**Written instruction 1:** Translate this sentence from the smart grid passage into Spanish: "The sensing layer is used to obtain the DER state information."

-------- Source extract

Finally, n(t) is the process distortion due to discretisation and the surrounding ambient conditions of the DERs whose mean is zero and variance is Σ_n. The discretisation of the DER state space model is described in the next subsection.

3.2. Discretisation of the DER State Space Model

By applying the Euler formula, Equation (5) can be written in the following discrete form,

$$\mathbf{\text{x}}(k+1)={\mathbf{\text{A}}}_d\mathbf{\text{x}}(k)+{\mathbf{\text{B}}}_d\mathbf{\text{u}}(k)+{\mathbf{\text{n}}}_d(k)$$

(6)

where A_d = exp(AΔt) ≈ I + AΔt, ${\mathbf{\text{B}}}_d={\mathit{\int }}_0^{\mathrm{\Delta }t}\mathit{\text{exp}}(\mathbf{\text{A}}\xi )\mathbf{\text{B}}d\xi \approx \mathbf{\text{B}}\mathrm{\Delta }t,$ n_d(k) = Δtn(k) with the variance Σ_nd, Δt is the step size parameter, exp(.) is the exponential function, I is the identity matrix and A_d and B_d are the discrete entities form the continuous version of A and B, respectively [41]. Therefore, the DER model is discretised, and kis used as the discrete time step, while tis the continuous time. The network architecture for sensing the DER states is described in the next subsection.

3.3. Network Architecture for Sensing the DER States

Generally, the touted strength of a smart grid is the ability for making its various entities interact via full-duplex communication networks [33]. From this point of view, wireless sensors provide a feasible and cost-effective sensing and communication solution for smart grid applications. Therefore, this enables large-scale deployment of the sensors. To this end, the sensing nodes must efficiently send data over long distances from the DER source to the base station [42,43]. To illustrate, Figure 5 shows a typical sensor setup for DER state monitoring of a smart grid. Usually, sensor devices are mounted on boards attached to the monitored DERs. Moreover, the sensor nodes are organized as a structured one with a concentrator acting as the data collector. Explicitly, each sensor node generally has a radio transceiver, a small microcontroller and an energy source [42,43]. In this way, the sensor nodes communicate with the base station through a wireless data exchange standard, such as concentrator, Bluetooth, wireless fidelity (WiFi) and relay [43]. Next, this collected information at the base station is transmitted to the smart observer at the SCADA system, possibly through a satellite, wireless channel and the Internet. To clarify this, Figure 6 depicts a paradigmatic example of the system framework for a smart grid deployment that includes three layers, i.e., sensing layer, interfacing layer and convergence layer, from bottom to top.

The sensing layer is used to obtain the DER state information. The interfacing layer is formed by a collection of the concentrator, Bluetooth, WiFi and relay node [43]. It is notable that this work uses concentrators to aggregate and forward the DER data. In addition, a concentrator is also installed for each transformer to ensure the communication quality considering transmission loss through the transformer. Finally, the convergence layer consists of several base stations, which act as a gateway for data transmission to a remote observer.

This paper considers a distributed structured wireless sensor network (WSN) with a concentrator where a set of sensors are deployed to get DER information. A linear decentralized WSN based DER monitoring system is demonstrated in Figure 7. All of the sensors communicate directly to a concentrator, which acts as a collector and a forwarder. It is assumed that there are no inter-sensor communication links, since the sensors are distributed [1,44].

----------------
-------- Records shown

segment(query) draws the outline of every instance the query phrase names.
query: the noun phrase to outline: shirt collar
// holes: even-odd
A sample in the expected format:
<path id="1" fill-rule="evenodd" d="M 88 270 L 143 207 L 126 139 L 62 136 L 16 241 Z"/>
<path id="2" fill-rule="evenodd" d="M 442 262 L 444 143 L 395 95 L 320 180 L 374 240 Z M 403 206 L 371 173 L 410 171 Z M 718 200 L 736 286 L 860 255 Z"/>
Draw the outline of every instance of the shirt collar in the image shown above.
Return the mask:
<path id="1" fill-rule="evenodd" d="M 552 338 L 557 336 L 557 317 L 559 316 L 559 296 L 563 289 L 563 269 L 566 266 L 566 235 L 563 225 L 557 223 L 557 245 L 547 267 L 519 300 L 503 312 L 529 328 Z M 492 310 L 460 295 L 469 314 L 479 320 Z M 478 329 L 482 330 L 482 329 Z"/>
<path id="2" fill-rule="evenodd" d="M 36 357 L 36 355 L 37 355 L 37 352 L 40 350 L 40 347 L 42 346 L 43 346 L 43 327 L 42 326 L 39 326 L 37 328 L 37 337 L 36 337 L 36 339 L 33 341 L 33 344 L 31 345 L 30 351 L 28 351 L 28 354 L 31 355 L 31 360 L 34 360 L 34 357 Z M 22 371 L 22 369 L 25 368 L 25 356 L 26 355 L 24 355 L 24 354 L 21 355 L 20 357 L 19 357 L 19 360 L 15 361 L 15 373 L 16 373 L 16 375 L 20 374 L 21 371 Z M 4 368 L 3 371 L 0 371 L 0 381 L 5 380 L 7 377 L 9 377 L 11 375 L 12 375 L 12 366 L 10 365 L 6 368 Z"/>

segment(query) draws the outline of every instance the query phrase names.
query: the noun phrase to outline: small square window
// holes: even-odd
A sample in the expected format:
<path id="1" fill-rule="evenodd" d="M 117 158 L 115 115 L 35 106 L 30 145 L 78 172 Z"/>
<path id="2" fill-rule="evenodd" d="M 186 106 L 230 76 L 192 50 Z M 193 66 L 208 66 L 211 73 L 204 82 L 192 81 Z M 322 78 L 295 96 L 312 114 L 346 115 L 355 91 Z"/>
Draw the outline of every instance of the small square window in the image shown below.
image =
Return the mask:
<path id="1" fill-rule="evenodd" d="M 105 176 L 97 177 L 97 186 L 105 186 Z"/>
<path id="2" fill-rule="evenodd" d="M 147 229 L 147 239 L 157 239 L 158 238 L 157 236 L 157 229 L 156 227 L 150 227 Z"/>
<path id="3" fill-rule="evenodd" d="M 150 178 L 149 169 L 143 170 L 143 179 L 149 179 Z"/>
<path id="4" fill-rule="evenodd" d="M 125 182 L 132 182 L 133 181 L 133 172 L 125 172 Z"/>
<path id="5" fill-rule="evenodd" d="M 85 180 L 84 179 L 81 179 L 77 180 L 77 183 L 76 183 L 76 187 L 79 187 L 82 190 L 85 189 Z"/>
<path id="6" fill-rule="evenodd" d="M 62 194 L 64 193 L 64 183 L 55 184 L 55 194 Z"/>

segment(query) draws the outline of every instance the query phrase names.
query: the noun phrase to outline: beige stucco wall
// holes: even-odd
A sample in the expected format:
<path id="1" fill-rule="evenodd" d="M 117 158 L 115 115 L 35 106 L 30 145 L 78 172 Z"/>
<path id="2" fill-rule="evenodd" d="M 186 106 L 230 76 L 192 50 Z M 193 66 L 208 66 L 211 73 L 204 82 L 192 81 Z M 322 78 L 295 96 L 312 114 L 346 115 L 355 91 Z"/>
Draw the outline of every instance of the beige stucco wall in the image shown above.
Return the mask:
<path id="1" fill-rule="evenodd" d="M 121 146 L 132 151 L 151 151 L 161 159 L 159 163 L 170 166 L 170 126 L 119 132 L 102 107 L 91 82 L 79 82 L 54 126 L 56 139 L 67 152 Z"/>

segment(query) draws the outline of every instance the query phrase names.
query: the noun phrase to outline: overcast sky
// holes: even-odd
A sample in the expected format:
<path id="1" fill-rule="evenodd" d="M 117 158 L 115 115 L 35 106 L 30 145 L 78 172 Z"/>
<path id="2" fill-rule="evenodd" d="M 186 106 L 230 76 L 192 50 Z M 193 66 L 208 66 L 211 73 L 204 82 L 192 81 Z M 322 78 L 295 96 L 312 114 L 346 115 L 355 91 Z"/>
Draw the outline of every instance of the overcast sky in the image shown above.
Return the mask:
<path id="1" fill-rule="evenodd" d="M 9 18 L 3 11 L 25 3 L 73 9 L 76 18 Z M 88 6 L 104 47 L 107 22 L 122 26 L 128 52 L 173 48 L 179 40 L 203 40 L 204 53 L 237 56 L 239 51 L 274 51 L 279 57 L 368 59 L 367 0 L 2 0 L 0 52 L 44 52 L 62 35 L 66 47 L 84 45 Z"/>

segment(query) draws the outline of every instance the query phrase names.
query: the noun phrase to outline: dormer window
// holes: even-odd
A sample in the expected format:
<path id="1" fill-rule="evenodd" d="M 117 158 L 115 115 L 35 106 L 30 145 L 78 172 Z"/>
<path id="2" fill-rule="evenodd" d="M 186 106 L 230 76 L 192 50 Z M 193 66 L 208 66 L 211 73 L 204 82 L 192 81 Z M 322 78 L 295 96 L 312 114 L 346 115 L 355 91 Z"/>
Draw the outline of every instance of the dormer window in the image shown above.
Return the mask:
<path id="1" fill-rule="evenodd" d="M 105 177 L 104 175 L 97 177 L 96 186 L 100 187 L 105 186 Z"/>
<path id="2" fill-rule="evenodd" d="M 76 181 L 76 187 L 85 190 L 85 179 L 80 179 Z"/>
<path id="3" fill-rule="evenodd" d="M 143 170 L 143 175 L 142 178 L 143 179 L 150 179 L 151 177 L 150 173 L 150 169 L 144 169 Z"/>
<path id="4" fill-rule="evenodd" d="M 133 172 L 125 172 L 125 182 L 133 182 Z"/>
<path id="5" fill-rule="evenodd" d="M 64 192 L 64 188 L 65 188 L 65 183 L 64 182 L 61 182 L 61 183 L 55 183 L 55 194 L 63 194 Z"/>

----------------

**Written instruction 2:** Report every line of the records above that holds the word "dormer".

**Exercise solution 1:** La capa de detección se utiliza para obtener la información del estado de los DER.

**Exercise solution 2:**
query: the noun phrase to outline: dormer window
Draw the outline of every instance of the dormer window in the image shown above.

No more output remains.